#### TASK DATA
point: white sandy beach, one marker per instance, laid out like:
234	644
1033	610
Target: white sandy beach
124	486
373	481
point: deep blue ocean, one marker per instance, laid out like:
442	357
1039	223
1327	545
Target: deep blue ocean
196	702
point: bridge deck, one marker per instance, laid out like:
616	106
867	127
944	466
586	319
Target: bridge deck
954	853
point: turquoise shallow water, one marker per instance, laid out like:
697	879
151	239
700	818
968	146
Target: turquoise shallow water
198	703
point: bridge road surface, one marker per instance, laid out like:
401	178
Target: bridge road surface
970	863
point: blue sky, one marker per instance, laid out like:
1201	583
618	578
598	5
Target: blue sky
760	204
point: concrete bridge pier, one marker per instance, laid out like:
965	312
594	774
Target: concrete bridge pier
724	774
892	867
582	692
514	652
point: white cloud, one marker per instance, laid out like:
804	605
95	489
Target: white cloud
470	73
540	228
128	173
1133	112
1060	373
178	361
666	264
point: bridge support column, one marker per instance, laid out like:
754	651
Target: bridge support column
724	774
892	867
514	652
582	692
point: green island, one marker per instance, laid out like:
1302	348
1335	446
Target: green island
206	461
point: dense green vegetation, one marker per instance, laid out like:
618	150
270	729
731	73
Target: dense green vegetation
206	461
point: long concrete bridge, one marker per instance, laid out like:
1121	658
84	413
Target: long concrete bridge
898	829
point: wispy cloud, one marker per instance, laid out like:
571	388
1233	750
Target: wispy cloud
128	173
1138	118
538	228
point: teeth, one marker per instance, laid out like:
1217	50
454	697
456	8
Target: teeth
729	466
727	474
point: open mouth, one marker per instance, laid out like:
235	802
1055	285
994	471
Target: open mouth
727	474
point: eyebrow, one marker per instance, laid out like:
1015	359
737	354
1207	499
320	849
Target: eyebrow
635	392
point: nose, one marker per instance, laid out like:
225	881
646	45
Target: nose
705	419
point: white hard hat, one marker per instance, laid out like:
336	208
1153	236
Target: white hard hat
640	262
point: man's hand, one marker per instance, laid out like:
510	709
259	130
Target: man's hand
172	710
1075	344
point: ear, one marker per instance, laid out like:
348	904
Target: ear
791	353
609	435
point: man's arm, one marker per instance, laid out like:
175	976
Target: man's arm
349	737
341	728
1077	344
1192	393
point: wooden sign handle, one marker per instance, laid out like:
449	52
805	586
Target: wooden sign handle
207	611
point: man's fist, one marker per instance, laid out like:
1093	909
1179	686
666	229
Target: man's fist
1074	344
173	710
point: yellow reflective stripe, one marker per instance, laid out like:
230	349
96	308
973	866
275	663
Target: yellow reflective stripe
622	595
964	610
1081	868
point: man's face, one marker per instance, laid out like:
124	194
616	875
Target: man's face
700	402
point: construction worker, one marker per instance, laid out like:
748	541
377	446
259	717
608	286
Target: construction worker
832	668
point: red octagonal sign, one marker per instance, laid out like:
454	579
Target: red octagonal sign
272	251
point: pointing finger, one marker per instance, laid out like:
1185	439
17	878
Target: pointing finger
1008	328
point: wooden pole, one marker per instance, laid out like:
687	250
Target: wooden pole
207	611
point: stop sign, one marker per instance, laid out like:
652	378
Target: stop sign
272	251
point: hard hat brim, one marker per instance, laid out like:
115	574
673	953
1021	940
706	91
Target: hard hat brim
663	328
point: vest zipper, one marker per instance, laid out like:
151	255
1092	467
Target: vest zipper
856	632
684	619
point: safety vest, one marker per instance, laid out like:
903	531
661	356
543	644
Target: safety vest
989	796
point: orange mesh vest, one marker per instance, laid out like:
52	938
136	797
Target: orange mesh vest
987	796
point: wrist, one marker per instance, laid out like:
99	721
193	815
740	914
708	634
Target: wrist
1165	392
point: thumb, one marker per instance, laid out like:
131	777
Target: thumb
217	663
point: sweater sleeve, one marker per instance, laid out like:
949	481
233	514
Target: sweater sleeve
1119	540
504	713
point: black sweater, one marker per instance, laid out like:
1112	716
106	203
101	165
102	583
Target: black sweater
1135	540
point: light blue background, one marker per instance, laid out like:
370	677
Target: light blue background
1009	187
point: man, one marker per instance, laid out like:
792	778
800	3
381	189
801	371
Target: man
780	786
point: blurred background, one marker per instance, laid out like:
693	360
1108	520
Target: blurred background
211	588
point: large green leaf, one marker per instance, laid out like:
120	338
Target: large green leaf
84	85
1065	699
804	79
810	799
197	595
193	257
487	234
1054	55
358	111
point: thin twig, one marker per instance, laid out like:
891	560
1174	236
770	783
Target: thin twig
########
WHAT YOU ARE ASKED TO DO: Apply a filter for "twig" to the data above, then copy each line that matches.

WRITTEN SOLUTION:
point: thin twig, one marker per instance, laid out like:
Target: thin twig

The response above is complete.